_PASSAGE SHOWN_
[Paper] ECCO: Leveraging Cross-Camera Correlations for Efficient Live Video Continuous Learning

Published: 1 month ago (December 12, 2025 at 12:07 PM EST)

4 min read

Source: arXiv

Source: arXiv - 2512.11727v1

Overview

The paper introduces ECCO, a framework that makes continuous learning for live video streams far more efficient. By recognizing that cameras in the same area often see similar changes over time, ECCO groups them together and retrains a single shared model per group instead of one model per camera. This reduces both the compute load on GPUs and the bandwidth needed to ship training data, while actually improving accuracy.

Key Contributions

Cross‑camera grouping algorithm – a lightweight, online method that clusters cameras whose video streams exhibit correlated data drift.
Dynamic GPU allocator – a scheduler that flexibly divides GPU capacity among groups, balancing retraining quality and fairness.
Per‑camera transmission controller – adjusts frame sampling rates and coordinates bandwidth sharing based on the group’s GPU share.
Empirical validation – experiments on three real‑world datasets (object detection & classification) show 6.7‑18.1 % higher accuracy for the same resource budget, or the ability to support 3.3× more cameras at a fixed accuracy level.

Methodology

Detecting Drift Correlation
- Each camera continuously monitors simple statistics (e.g., feature distribution shifts) on its incoming frames.
- A low‑overhead similarity metric is computed between cameras; when two streams drift in the same direction, they become candidates for grouping.
Dynamic Group Formation
- The grouping algorithm runs periodically, merging or splitting groups as drift patterns evolve.
- Groups are kept small enough to avoid “one‑size‑fits‑all” degradation, yet large enough to reap sharing benefits.
Resource‑aware Retraining
- A central GPU allocator receives the current group list and their desired training workloads.
- It assigns GPU time slices (or memory partitions) to each group, ensuring that groups with higher drift get more compute while still giving a baseline to all groups.
Adaptive Frame Sampling & Bandwidth Sharing
- Each camera’s transmission controller throttles the frame rate it sends to the training pipeline, proportional to the GPU share its group received.
- Cameras can also borrow bandwidth from less‑active peers, smoothing network spikes.
Continuous Learning Loop
- Collected frames are used to fine‑tune the shared model for the group.
- Updated model weights are pushed back to all cameras in the group, completing the loop.

Results & Findings

Metric	Baseline (per‑camera retraining)	ECCO (same resources)	ECCO (same accuracy)
Retraining accuracy gain	–	+6.7 % to +18.1 %	–
Supported concurrent cameras	1×	–	3.3×
GPU utilization	Often idle on many cameras	Near‑full utilization across groups	Balanced
Network traffic	Linear with camera count	~30 % reduction (thanks to shared sampling)	–

Key takeaways

Grouping cameras that drift together not only cuts cost but also yields better models because the shared dataset is richer.

_ENTRIES_
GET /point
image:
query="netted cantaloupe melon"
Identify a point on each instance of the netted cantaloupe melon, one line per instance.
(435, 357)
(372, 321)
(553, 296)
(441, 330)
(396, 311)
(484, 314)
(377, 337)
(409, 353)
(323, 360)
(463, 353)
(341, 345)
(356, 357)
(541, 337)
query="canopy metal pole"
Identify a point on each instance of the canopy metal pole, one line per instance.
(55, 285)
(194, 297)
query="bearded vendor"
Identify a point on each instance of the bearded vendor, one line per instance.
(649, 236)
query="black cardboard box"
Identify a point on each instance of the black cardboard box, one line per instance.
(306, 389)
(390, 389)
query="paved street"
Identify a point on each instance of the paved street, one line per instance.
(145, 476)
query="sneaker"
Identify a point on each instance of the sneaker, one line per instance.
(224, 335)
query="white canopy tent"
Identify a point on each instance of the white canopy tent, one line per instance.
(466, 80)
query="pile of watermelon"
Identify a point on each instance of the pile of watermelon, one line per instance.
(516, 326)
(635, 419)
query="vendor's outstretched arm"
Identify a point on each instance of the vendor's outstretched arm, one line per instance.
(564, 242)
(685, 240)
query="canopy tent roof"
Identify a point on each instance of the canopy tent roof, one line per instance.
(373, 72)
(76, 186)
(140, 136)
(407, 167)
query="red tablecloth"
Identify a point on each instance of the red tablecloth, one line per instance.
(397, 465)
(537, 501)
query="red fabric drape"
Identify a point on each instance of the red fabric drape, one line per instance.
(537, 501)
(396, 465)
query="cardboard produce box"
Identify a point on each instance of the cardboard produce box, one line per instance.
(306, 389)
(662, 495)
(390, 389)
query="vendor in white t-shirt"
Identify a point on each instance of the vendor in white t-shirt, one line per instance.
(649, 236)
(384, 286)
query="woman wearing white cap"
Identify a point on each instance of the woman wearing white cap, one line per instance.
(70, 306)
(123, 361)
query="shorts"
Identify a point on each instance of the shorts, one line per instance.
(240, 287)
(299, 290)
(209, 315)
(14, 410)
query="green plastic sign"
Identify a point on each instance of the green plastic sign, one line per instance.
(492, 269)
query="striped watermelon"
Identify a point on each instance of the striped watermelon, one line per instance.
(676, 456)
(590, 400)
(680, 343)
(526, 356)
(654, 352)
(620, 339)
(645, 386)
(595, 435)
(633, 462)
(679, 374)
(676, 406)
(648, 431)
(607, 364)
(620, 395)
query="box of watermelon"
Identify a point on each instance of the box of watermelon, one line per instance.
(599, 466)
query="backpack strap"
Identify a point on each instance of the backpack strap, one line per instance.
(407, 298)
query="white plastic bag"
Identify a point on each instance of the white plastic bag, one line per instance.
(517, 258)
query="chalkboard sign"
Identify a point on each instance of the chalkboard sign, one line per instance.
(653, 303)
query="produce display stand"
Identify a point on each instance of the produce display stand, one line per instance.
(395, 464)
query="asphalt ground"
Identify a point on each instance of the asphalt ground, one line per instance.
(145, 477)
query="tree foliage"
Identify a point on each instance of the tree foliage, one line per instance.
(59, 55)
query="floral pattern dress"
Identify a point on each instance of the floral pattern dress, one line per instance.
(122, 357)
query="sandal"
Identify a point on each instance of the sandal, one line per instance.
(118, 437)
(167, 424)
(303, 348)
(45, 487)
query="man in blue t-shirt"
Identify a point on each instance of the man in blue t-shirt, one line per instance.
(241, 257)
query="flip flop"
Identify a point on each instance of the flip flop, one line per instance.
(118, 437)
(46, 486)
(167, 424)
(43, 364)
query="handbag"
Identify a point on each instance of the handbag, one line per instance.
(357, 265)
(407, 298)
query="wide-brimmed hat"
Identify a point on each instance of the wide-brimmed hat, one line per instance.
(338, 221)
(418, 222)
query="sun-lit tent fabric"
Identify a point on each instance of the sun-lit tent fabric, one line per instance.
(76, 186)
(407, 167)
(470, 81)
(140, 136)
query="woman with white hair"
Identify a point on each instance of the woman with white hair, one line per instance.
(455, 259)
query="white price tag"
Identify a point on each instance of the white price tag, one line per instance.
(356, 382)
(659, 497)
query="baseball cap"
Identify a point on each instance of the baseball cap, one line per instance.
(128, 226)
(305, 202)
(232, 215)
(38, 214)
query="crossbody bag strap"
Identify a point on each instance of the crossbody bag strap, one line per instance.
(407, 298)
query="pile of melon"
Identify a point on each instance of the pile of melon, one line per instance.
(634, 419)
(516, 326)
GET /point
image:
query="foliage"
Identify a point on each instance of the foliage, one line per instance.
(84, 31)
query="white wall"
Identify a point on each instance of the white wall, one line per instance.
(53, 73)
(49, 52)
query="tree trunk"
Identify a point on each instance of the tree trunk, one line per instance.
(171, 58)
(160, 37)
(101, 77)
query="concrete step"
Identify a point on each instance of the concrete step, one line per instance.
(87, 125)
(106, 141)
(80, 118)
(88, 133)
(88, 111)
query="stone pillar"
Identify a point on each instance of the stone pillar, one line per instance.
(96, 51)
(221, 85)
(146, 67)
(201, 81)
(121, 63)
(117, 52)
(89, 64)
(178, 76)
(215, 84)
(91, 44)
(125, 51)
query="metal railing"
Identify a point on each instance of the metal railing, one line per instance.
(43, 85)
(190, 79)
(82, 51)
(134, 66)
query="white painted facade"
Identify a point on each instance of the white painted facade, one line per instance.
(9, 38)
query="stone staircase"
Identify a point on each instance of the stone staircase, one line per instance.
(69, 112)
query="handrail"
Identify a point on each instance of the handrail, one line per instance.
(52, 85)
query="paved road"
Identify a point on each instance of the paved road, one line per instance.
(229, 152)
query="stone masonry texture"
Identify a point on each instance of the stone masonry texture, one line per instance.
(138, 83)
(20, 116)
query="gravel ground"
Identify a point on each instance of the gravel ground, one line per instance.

_GIVEN PROBLEM 1_
Answer these from the ECCO summary:
(a) How many real-world datasets were used in the experiments?
(b) How often does the grouping algorithm run?
(c) By roughly what percentage does ECCO reduce network traffic?
_GIVEN PROBLEM 2_
Reproduce the passage of the ECCO summary starting at "Detecting Drift Correlation" and ending at "desired training workloads.".
The records have no connection to the ECCO summary.

_TASK OUTPUT 1_
(a) Three
(b) Periodically
(c) About 30 %

_TASK OUTPUT 2_
Detecting Drift Correlation
- Each camera continuously monitors simple statistics (e.g., feature distribution shifts) on its incoming frames.
- A low‑overhead similarity metric is computed between cameras; when two streams drift in the same direction, they become candidates for grouping.
Dynamic Group Formation
- The grouping algorithm runs periodically, merging or splitting groups as drift patterns evolve.
- Groups are kept small enough to avoid “one‑size‑fits‑all” degradation, yet large enough to reap sharing benefits.
Resource‑aware Retraining
- A central GPU allocator receives the current group list and their desired training workloads.